Let us recall how the Polya urn model with parameters $(\alpha_1 , \dots, \alpha_k) \in \mathbb N^k_+$ is defined. At the beginning we have a set containing elements labeled by $1, \dots, k$. Let $\alpha_i \in \mathbb N_+$ be the number of elements with label $i$. At each step, we choose uniformly randomly a element from the set, record its label, and put it back along with another element of the same label. The Polya urn process is then defined as the sequence of the recorded labels $(Y_i)_{i=1}^{\infty}$ . This sequence is a stochastic process that satisfies $$ \mathbb P(Y_1=i) = \frac{\alpha_i}{\alpha_1 + \dots + \alpha_k} $$ and $$ \mathbb P(Y_{n+1}=i|Y_1, \dots, Y_n) = \frac{\alpha_i + n_i}{\alpha_1+\dots+\alpha_k + n}, $$ where $n_i$ is the number of occurrences of $i$ in the sequence $Y_1 , \dots, Y_n$.

The Polya urn model has the remarkable property of exchangeablity, which means the law of $(Y_i)_{i=1}^{\infty}$ is invariant under finite permutations. In the literature, I found no other way to prove this property than computing the explicit probability of a sequence of labels, which is a tedious task. Even after all of these calculations, I still don't really understand why the sequence is exchangeable.

Then I realized that the Polya urn model with parameters $(\alpha_1, \dots, \alpha_k)$ can be obtained by sampling without replacement from a "formal set" containing $-\alpha_i$ elements with label $i$, for $i=1,\dots,k$. Indeed, the probability that the first element has label $i$ is \begin{align*} \frac{-\alpha_i}{-\alpha_1-\dots-\alpha_k} = \frac{\alpha_i}{\alpha_1+\dots+\alpha_k}, \end{align*} Then, suppose that after $n$ steps, we have taken out $n_i$ elements with label $i$. In the set there remains $-\alpha_i-n_i$ elements with label $i$. The probability of the $(n+1)$-th element having label $i$ is \begin{align*} \frac{-\alpha_i - n_i}{-\alpha_1-n_1-\dots -\alpha_k-n_k} =\frac{\alpha_i+n_i}{\alpha_1+\dots+\alpha_k+n}, \end{align*} These probabilities exactly match those of Polya urn model!
------------------------------------------------------------
**Given task 1**
Give the Polya urn passage again from "The Polya urn model has" up to and including "sequence is exchangeable.", replacing "remarkable" with "striking".
------------------------------------------------------------
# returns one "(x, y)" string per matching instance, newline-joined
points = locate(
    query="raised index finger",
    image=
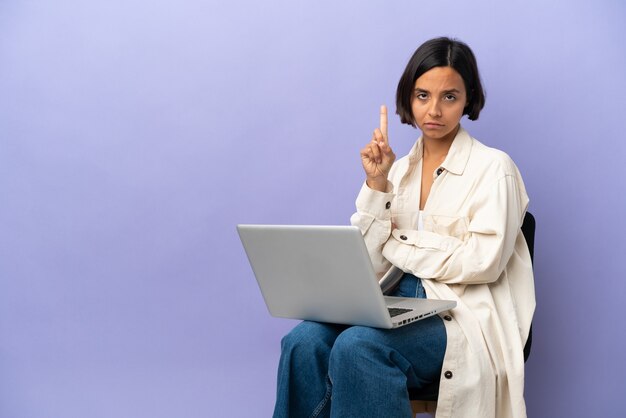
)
(383, 122)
------------------------------------------------------------
**Given task 2**
Please turn every line of the records into a JSON list of strings, one string per line, with blank lines and the pictures left out.

**Worked answer 1**
The Polya urn model has the striking property of exchangeablity, which means the law of $(Y_i)_{i=1}^{\infty}$ is invariant under finite permutations. In the literature, I found no other way to prove this property than computing the explicit probability of a sequence of labels, which is a tedious task. Even after all of these calculations, I still don't really understand why the sequence is exchangeable.

**Worked answer 2**
[
  "# returns one \"(x, y)\" string per matching instance, newline-joined",
  "points = locate(",
  "    query=\"raised index finger\",",
  "    image=",
  ")",
  "(383, 122)"
]